● TEXT SECTION:
>>>>>

Of course, with Excel 2010 we now have AGGREGATE, which will work for a range containing both negative and positive values:

=AGGREGATE(15,6,1/(CriteriaColumn=Criteria)*Values,1)

Regards

----------


## Richard Buttrey

Hi, and welcome to the forum.

Unfortunately _your post does not comply with Rule 2 of our Forum_ RULES. *Do not post a question in the thread of another member -- start your own thread.* 

If you feel an existing thread is particularly relevant to your need, provide a link to the other thread in your new thread. 

Old threads are often only monitored by the original participants.  New threads not only open you up to all possible participants again, they typically get faster response, too.

----------


## Tony Valko

Here's a non-array MIN IF that handles zeros and/or negative numbers.

Data Range

*A*
*B*
*C*
*D*
*E*

*1*
Region
Value
------
Region
Min

*2*
North
-10

North
-10

*3*
North
24

East
0

*4*
North
37

South
21

*5*
East
0

West
19

*6*
East
14




*7*
East
47




*8*
South
21




*9*
South
35




*10*
South
69




*11*
West
19




*12*
West
43




*13*
West
50







Entered in E2 and copied down:

=MIN(INDEX(((A$2:A$13=D2)*B$2:B$13)+((A$2:A$13<>D2)*1E100),0))

<<<<<

● REQUEST A:
Edit the part of the Excel forum thread that opens with the words containing "Hi, and welcome" and closes with "your new thread.", and write it out with "existing thread" changed to "older thread".
● REQUEST B:
Continue the Excel forum thread from its final formula.
The records that come next were drawn from a separate source.

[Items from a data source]
>>>>>

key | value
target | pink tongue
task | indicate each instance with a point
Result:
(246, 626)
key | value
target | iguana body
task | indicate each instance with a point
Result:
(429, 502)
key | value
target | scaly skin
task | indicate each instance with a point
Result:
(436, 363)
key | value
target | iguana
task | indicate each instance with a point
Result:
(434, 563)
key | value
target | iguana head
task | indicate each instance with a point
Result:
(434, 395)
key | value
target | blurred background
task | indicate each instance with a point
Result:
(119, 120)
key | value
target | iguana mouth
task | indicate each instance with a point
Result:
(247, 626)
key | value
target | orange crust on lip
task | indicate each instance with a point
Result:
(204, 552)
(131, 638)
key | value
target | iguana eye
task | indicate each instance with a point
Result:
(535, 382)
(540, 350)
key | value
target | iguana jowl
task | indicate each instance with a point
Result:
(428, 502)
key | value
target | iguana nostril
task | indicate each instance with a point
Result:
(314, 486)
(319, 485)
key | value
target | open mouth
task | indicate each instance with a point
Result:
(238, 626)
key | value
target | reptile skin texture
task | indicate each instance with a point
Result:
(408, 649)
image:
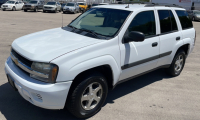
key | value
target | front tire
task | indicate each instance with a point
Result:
(36, 9)
(177, 65)
(193, 19)
(13, 9)
(87, 97)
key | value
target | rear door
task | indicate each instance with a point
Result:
(139, 57)
(170, 35)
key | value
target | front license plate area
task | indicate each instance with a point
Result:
(11, 82)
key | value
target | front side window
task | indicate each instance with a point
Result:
(167, 21)
(173, 21)
(70, 4)
(186, 23)
(10, 2)
(144, 22)
(33, 2)
(102, 21)
(51, 3)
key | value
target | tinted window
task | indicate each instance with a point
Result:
(165, 22)
(184, 19)
(173, 21)
(70, 4)
(144, 22)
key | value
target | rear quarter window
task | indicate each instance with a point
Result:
(186, 23)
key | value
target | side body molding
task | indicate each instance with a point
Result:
(95, 62)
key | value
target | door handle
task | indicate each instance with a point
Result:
(154, 44)
(178, 38)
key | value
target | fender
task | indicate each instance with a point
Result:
(95, 62)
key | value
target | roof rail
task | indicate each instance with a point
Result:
(162, 4)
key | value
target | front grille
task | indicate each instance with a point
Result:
(48, 7)
(22, 59)
(27, 5)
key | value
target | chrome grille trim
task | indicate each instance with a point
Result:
(26, 68)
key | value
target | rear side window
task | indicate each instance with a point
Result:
(186, 23)
(167, 21)
(144, 22)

<<<<<

● ANSWER A:
Hi, and welcome to the forum.

Unfortunately _your post does not comply with Rule 2 of our Forum_ RULES. *Do not post a question in the thread of another member -- start your own thread.* 

If you feel an older thread is particularly relevant to your need, provide a link to the other thread in your new thread.

● ANSWER B:
----------


## ragulduy

Based on Tigeravatar's formula in post #1, changed to give min instead of max:
=MIN(INDEX(--SUBSTITUTE(--(A2:A13=A2),0,10^7)*C2:C13,))

----------


## mai_isthebest

> Here's a non-array MIN IF that handles zeros and/or negative numbers.
> 
> Data Range
> 
> *A*
> *B*
> *C*
> *D*
> *E*
> ...



Hi Tony,

Your formula works perfectly for me. Thanks. I had to register just to comment. Could you please shed some light on how the formula works? It was a bit over my head and I could not understand totally.

----------


## philipswaby

Non-Array MaxIf/MinIf (Handles Negative and Non Whole Numbers) 

Minimum Number Greater Than 0 - =LARGE(AP3:AP9,COUNTIF(AP3:AP9,">0"))                         

Minimum Number - Greater Than 15 - =SMALL(AP3:AP9,(COUNTIF(AP3:AP9,"<=15")+1))

Maximum Number - Less Than 16 - =SMALL(AP3:AP9,COUNTIF(AP3:AP9,"<16"))

If the text is required for the lowest number > 0 (See table below :Smilie: 

  <-------AF-------><----AP---->        
3  Number One_______34		
4  Number Two_______23	
5  Number Three______15	
6  Number Four_______12	
7  Number Five_______21	
8  Number Six________0	
9  Number Seven______0

This is the formula:
=INDEX(AF3:AF9,MATCH(LARGE(AP3:AP9,COUNTIF(AP3:AP9,">0")),AP3:AP9,0)) --- Returns (  "Number Four")

----------


## betina_mahs

> On this forum (and elsewhere) I had only seen MaxIf when using an array formula:
> =Max(If(CriteriaColumn=Criteria,Values,0)) entered with Ctrl+Shift+Enter
> 
> I basically stumbled on a way to get a maxif formula to work without array-entering it, by using Index:
> =Max(Index((CriteriaColumn=Criteria)*Values,))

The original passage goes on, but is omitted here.